[Dataset records]

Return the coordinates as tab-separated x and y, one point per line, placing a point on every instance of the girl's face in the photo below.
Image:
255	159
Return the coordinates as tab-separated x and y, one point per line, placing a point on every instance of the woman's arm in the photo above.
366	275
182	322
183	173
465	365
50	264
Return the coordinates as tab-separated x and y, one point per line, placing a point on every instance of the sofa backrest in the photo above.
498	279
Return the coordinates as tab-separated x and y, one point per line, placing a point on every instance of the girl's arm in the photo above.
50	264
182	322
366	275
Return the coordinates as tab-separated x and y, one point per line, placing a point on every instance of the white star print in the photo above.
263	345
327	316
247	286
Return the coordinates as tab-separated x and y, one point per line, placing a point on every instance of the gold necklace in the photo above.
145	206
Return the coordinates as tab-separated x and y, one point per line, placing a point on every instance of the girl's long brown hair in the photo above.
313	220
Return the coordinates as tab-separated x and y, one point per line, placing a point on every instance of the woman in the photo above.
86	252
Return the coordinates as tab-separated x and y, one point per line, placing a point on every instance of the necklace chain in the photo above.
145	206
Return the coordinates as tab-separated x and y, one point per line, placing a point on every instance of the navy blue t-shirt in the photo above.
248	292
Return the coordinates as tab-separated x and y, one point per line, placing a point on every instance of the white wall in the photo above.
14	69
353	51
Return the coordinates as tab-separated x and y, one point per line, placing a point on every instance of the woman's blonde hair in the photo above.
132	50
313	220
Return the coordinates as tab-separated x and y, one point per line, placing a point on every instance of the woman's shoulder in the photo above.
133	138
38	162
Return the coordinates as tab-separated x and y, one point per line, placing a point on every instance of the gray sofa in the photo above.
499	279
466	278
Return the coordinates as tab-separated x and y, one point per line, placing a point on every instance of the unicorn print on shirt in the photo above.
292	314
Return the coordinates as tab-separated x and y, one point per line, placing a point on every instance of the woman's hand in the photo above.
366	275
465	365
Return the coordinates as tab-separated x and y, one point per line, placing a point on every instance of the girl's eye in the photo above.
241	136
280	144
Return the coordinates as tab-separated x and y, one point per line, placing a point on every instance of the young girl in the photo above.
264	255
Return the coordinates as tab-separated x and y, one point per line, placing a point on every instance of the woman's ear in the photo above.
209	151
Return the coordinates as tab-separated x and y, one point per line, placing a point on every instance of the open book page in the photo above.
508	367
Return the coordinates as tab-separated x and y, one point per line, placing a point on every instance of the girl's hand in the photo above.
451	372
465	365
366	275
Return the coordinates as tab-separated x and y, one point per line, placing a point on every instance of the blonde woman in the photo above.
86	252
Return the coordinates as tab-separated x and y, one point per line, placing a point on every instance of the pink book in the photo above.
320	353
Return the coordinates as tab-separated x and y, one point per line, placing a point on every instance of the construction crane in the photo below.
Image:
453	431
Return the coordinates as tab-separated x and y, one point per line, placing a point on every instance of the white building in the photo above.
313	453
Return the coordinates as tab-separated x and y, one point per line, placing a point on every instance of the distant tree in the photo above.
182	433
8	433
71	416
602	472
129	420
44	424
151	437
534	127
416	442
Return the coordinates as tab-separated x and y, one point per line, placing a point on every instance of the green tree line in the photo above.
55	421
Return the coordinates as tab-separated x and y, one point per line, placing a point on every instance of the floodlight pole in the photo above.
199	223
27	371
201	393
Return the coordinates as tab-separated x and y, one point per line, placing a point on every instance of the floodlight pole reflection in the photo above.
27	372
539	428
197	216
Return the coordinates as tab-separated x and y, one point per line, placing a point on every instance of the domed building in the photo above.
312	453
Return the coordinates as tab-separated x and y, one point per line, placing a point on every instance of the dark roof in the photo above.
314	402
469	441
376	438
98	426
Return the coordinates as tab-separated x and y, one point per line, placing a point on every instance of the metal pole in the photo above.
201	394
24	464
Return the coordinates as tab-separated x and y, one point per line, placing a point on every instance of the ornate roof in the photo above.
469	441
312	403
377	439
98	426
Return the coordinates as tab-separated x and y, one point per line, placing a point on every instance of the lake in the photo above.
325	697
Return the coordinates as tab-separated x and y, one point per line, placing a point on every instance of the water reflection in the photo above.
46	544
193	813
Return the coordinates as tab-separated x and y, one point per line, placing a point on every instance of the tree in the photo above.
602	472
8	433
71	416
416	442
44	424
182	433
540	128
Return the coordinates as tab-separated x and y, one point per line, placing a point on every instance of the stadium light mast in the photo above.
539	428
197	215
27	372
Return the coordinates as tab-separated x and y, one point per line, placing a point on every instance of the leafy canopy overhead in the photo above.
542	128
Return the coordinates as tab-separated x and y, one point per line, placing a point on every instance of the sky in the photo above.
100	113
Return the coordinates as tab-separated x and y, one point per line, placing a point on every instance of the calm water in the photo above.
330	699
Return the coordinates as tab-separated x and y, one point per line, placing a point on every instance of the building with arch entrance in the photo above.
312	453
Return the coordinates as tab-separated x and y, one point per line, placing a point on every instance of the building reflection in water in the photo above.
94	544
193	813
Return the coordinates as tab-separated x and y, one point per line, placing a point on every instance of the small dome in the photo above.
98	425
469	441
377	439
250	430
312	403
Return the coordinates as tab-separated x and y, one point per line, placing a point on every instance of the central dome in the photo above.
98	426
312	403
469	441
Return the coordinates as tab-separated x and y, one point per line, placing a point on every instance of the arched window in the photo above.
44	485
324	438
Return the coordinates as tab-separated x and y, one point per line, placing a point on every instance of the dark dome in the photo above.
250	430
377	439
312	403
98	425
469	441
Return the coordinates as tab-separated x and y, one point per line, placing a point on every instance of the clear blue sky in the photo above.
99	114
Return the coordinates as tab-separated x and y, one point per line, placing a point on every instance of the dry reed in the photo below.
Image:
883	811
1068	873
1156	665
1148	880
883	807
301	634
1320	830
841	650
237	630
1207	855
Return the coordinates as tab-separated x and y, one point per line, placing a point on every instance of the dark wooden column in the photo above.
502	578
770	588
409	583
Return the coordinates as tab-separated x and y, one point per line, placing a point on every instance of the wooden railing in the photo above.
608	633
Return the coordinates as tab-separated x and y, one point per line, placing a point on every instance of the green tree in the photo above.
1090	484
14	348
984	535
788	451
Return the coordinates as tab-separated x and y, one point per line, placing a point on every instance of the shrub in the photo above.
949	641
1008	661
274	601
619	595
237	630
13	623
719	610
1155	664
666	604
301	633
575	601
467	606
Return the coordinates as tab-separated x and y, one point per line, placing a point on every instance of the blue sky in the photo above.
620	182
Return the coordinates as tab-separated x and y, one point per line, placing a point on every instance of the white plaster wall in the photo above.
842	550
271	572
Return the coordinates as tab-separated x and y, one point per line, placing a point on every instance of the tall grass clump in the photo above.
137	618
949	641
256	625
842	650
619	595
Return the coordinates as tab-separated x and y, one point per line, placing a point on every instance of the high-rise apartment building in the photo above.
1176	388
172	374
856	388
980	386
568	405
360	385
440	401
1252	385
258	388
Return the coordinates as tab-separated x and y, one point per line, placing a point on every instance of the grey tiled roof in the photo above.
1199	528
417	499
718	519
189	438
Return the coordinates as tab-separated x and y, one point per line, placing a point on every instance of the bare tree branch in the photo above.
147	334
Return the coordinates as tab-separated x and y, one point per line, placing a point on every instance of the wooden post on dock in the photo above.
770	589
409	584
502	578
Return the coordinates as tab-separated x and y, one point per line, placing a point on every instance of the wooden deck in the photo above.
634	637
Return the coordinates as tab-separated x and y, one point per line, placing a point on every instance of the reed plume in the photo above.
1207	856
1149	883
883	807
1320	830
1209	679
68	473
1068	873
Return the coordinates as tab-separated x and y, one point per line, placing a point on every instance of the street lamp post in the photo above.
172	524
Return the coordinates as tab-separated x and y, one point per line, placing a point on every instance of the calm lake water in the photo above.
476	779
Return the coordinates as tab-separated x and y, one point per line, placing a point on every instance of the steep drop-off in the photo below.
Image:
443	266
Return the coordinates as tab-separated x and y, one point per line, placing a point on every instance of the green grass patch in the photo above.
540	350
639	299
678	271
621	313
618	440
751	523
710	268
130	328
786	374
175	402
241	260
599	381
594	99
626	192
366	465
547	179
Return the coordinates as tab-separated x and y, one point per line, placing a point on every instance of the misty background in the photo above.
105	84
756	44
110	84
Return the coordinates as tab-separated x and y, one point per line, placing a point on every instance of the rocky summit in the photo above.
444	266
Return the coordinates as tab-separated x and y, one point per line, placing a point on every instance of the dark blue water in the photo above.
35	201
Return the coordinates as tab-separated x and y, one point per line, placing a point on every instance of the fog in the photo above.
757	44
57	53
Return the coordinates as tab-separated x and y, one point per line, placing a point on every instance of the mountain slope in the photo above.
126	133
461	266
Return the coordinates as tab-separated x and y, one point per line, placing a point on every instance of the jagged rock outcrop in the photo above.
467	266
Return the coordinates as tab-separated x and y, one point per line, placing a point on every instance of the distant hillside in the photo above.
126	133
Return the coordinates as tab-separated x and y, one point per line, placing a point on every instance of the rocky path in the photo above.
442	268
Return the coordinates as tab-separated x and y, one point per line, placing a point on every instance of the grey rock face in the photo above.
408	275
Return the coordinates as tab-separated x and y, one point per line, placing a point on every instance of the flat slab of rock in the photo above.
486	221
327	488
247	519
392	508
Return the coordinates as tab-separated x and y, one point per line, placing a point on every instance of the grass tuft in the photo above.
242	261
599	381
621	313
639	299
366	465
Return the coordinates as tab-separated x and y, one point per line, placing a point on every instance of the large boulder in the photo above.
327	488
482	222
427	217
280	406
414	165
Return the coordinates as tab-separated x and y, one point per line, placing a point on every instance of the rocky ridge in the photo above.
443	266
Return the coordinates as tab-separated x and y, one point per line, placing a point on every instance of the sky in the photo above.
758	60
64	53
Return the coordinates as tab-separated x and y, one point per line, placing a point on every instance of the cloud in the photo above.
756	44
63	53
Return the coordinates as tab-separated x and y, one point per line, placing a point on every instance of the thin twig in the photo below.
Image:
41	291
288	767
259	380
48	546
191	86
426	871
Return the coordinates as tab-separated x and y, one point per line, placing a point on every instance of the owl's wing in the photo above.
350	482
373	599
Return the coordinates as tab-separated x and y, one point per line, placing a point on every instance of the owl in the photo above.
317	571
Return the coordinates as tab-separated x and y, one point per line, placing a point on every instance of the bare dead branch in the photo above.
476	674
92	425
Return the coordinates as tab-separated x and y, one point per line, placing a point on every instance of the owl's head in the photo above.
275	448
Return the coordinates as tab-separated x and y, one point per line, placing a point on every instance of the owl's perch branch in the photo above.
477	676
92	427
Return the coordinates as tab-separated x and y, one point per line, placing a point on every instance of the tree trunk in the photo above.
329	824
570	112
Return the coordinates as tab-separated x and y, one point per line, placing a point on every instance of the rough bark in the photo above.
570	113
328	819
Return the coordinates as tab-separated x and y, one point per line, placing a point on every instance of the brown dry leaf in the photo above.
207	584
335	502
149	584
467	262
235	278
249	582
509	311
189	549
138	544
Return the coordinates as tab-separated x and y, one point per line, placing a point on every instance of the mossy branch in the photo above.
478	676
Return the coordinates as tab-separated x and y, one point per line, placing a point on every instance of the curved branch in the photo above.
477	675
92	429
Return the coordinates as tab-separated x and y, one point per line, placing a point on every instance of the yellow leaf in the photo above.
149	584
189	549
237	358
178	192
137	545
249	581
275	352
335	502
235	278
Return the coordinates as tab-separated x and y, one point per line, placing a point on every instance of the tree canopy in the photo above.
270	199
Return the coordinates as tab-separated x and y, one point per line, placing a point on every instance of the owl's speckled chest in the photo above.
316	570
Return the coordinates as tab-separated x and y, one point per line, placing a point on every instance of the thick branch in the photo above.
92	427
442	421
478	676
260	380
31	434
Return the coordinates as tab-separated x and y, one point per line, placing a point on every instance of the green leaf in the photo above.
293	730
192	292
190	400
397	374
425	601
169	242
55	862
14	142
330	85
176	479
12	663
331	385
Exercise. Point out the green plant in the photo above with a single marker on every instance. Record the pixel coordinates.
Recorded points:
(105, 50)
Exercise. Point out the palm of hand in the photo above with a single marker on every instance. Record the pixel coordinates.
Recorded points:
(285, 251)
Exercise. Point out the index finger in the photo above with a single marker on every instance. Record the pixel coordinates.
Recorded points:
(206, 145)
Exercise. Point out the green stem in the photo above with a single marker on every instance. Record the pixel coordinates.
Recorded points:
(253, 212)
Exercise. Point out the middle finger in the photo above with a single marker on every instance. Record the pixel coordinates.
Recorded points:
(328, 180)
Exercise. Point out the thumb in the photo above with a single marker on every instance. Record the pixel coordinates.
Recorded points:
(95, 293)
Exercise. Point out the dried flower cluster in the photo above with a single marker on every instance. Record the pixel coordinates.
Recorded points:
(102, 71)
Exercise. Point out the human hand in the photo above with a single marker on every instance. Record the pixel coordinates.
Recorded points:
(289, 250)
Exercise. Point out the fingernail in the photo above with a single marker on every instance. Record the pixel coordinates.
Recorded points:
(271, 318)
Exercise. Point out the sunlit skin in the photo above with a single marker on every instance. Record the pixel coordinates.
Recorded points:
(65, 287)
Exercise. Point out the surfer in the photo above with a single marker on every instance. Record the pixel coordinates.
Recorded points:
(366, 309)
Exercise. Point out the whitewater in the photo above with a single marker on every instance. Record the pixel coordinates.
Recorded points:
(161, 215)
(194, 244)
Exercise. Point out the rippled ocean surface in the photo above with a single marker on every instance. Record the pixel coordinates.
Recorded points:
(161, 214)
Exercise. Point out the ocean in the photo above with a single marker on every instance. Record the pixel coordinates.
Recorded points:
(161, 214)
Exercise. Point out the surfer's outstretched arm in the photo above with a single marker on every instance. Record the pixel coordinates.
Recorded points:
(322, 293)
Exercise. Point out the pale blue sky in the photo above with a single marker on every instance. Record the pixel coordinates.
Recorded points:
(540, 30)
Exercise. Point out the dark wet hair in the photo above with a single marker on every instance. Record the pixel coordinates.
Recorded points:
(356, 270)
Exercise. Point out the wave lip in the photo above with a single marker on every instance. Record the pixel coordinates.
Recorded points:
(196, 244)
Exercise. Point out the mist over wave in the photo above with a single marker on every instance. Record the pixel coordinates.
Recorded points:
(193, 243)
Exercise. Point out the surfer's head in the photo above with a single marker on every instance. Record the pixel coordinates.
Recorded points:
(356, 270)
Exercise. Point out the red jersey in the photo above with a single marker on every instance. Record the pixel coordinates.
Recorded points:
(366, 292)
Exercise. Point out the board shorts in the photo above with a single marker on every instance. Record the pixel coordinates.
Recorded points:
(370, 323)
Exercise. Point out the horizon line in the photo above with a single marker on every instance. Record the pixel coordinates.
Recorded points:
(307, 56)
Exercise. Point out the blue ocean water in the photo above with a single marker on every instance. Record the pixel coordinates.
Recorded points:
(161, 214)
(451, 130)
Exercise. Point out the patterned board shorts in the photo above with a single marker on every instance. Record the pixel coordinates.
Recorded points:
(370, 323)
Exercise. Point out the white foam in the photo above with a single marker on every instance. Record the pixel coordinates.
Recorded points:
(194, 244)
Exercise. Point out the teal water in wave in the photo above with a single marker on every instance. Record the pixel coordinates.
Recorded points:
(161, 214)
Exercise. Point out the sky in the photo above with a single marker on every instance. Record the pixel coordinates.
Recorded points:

**Given problem**
Find the line that contains "Exercise. Point out the dark" in the listing above. Retype it and every line after it up to the last, exactly, and nothing else.

**Response to the task**
Exercise. Point out the dark wet hair in the photo above with a single marker on every instance. Record the pixel coordinates.
Recorded points:
(356, 270)
Exercise. Point out the wave lip in the photo above with a single marker on every instance. Record the pixel coordinates.
Recorded points:
(196, 244)
Exercise. Point out the mist over wave in the photo above with a single marker on every instance. Record the pixel coordinates.
Recorded points:
(193, 243)
Exercise. Point out the surfer's head in the photo above with a single marker on every instance. Record the pixel coordinates.
Recorded points:
(356, 270)
Exercise. Point out the red jersey in the photo above with a single marker on every instance. Record the pixel coordinates.
Recorded points:
(366, 292)
Exercise. Point out the board shorts in the photo above with a single marker on every instance. Record the pixel coordinates.
Recorded points:
(370, 323)
Exercise. Point out the horizon line in the photo above with a single marker on every instance. Record the pixel coordinates.
Recorded points:
(307, 56)
Exercise. Point out the blue ocean water in the photo above with a single marker on every instance. Record the pixel coordinates.
Recorded points:
(161, 214)
(451, 130)
Exercise. Point out the patterned board shorts in the photo above with a single marker on every instance. Record the pixel coordinates.
Recorded points:
(370, 323)
Exercise. Point out the white foam in the photo above with a single marker on every instance. Record the pixel coordinates.
Recorded points:
(194, 244)
Exercise. Point out the teal water in wave in the photo above with a single marker on every instance. Record the pixel coordinates.
Recorded points:
(161, 214)
Exercise. Point out the sky in the photo above with a single marker on every instance. Record the pixel coordinates.
Recorded points:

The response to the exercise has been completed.